* [What needs to be done]: The entries that follow should be written out exactly.

* [Dataset excerpts]:
——————

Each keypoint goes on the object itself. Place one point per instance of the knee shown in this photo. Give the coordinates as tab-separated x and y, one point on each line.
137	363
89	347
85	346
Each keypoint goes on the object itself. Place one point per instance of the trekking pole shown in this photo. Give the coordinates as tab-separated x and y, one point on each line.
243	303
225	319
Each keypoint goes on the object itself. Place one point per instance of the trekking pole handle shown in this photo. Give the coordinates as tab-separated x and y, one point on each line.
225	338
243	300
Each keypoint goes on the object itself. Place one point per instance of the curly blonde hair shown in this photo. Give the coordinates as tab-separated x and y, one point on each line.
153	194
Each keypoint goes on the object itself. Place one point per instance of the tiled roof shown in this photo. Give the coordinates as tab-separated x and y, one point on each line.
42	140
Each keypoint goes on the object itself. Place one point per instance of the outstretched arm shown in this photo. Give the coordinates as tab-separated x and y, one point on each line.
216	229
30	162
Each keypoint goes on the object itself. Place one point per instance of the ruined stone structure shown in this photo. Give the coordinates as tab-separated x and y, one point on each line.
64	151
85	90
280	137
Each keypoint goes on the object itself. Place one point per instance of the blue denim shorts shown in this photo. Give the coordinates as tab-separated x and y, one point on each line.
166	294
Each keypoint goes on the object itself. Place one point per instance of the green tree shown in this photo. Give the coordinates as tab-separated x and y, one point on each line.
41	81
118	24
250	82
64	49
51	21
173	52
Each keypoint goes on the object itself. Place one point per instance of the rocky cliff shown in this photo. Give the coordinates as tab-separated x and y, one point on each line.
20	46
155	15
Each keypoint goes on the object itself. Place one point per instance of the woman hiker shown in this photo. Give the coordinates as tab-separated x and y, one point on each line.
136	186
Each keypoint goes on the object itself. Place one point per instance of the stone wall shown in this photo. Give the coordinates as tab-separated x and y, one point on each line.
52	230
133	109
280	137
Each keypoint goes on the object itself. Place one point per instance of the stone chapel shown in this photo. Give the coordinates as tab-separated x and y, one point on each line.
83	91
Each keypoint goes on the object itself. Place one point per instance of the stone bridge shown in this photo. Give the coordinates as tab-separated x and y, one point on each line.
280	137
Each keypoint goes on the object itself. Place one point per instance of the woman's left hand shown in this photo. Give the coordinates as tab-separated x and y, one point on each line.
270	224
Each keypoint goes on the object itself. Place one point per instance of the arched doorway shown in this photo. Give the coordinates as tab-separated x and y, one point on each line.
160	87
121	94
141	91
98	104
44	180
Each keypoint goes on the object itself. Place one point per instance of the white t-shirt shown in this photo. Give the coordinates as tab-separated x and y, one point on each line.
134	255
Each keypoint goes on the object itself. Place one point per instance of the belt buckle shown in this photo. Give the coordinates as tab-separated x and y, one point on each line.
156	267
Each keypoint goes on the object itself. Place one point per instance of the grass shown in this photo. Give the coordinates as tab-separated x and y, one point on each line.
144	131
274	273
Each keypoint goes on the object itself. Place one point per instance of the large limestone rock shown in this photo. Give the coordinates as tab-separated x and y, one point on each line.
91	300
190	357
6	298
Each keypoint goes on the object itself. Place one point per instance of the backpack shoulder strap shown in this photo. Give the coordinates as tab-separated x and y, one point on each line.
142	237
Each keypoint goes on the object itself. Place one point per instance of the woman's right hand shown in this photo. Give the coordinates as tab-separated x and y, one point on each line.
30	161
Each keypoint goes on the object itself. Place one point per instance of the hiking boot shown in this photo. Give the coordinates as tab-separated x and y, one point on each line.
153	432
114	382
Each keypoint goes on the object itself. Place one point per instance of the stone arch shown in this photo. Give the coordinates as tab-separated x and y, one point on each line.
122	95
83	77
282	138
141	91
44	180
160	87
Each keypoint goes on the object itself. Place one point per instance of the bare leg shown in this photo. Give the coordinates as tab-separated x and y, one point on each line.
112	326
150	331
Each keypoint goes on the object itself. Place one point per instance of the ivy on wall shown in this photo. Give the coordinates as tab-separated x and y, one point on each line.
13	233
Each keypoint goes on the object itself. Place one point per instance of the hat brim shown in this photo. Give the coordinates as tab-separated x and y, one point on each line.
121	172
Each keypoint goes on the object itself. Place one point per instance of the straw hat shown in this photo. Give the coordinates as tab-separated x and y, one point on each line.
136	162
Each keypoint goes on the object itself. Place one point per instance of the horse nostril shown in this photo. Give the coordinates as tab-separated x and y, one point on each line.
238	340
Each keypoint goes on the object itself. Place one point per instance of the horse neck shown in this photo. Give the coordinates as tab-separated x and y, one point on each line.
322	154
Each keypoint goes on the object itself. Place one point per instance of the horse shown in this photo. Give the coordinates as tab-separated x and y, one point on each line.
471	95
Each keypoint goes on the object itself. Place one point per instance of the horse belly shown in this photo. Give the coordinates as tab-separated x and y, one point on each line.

——————

* [Task output]:
Each keypoint goes on the object itself. Place one point per instance of the knee shown in this photo. Give the coordinates as tab-separated x and y, one point on each line.
137	363
89	347
85	346
Each keypoint goes on the object itself. Place one point per instance of the trekking pole shown in this photo. Give the coordinates as tab-separated x and y, one point on each line.
243	303
225	319
Each keypoint goes on the object itself. Place one point per instance of the trekking pole handle shown in this photo. Give the coordinates as tab-separated x and y, one point on each line.
225	338
243	300
Each keypoint goes on the object itself. Place one point per instance of the curly blonde hair shown in this photo. Give the coordinates as tab-separated x and y, one point on each line.
153	194
Each keypoint goes on the object itself. Place one point per instance of the tiled roof shown in this photo. Give the coordinates as tab-separated x and y, one point on each line.
42	140
Each keypoint goes on the object itself. Place one point per instance of the outstretched arm shown in this photo. Give the coordinates as tab-separated x and y, one point on each line.
216	229
30	162
Each keypoint goes on the object itself. Place one point per instance of the ruined stone structure shown in this photo. Give the coordinates as tab-separated x and y, one point on each line.
64	151
85	90
280	137
Each keypoint goes on the object itself. Place one point per instance of the blue denim shorts shown in this photo. Give the coordinates as tab-separated x and y, one point on each line.
166	294
Each keypoint goes on the object itself. Place one point per instance of the green tree shown in this photo. Give the coordinates as tab-separated x and y, one point on each line.
41	81
118	24
250	82
64	49
51	21
173	52
Each keypoint goes on the object itself. Place one point per instance of the rocky cliff shown in this photo. Give the coordinates as tab-separated x and y, one point on each line.
20	46
155	15
Each keypoint goes on the object itself. Place one point per instance of the woman hiker shown in this photo. Give the coordinates as tab-separated x and y, one point on each line.
136	186
Each keypoint goes on the object itself. Place one point per instance of the stone wall shown in this photo. Give the coordinates as tab-separated x and y, one point on each line.
52	230
133	109
280	137
Each keypoint goes on the object itself. Place one point per instance of the stone chapel shown in this photo. Give the coordinates as tab-separated x and y, one point on each line.
83	91
Each keypoint goes on the object itself. Place one point per instance of the stone bridge shown in this photo. Give the coordinates as tab-separated x and y, one point on each line.
280	137
Each keypoint goes on the object itself. Place one point per instance of the woman's left hand shown in this photo. Give the coordinates as tab-separated x and y, one point on each line.
270	224
Each keypoint goes on the object itself. Place one point per instance of the arched doorway shown in this photo. Give the coordinates as tab-separated x and y, one point on each line.
160	87
121	94
141	91
98	104
44	180
Each keypoint goes on the object itself. Place one point per instance of the white t-shirt shown in this photo. Give the coordinates as tab-separated x and y, one point on each line.
134	255
Each keypoint goes on the object itself. Place one point per instance of the belt buckle shown in this photo. Give the coordinates as tab-separated x and y, one point on each line.
156	267
Each keypoint goes on the object itself. Place one point per instance of the grass shown in this photo. Give the coordinates as tab-separated x and y, one point on each line.
144	131
274	273
Each keypoint goes on the object itself. Place one point per instance of the large limestone rock shown in this photo. Give the coordinates as tab-separated x and y, one point on each line.
91	300
190	357
6	298
Each keypoint goes on the object itself. Place one point per instance of the backpack shoulder strap shown in this photo. Give the coordinates as tab-separated x and y, one point on each line.
142	237
Each keypoint goes on the object itself. Place one point per instance of the woman's right hand shown in this photo. Give the coordinates as tab-separated x and y, one point on each line.
30	161
Each keypoint goes on the object itself. Place one point per instance of the hiking boot shown in this photo. Give the coordinates as tab-separated x and y, one point on each line.
153	432
114	382
Each keypoint goes on the object itself. Place one point per instance of the stone arch shown in this photo. Give the coordinates as tab-separated x and y, one point on each line.
122	95
83	77
282	138
141	91
44	180
160	87
Each keypoint goes on the object itself. Place one point per instance of the bare leg shown in this photo. Give the coordinates as tab-separated x and y, one point on each line.
112	326
150	331
Each keypoint goes on the object itself. Place one point per instance of the ivy on wall shown in this photo. Give the coordinates as tab-separated x and y, one point on each line.
13	233
Each keypoint goes on the object itself. Place one point per instance of the hat brim shown in this photo. Give the coordinates as tab-separated x and y, one point on each line.
121	172
Each keypoint goes on the object itself. Place one point per instance of the straw hat shown in this photo. Give the coordinates as tab-separated x and y, one point on each line.
136	162
Each keypoint goes on the object itself. Place one point per instance of the horse nostril shown in this photo. Give the coordinates as tab-separated x and y, one point on each line.
238	340
Each keypoint goes on the object itself. Place one point per instance of the horse neck shown in this photo. Give the coordinates as tab-separated x and y, one point on each line.
322	154
Each keypoint goes on the object itself. Place one point per instance of the horse shown in this photo. Give the coordinates as tab-separated x and y, one point on each line.
471	95
Each keypoint goes on the object itself. Place one point per instance of the horse belly shown in this photo. Give the coordinates as tab-separated x and y, one point on each line.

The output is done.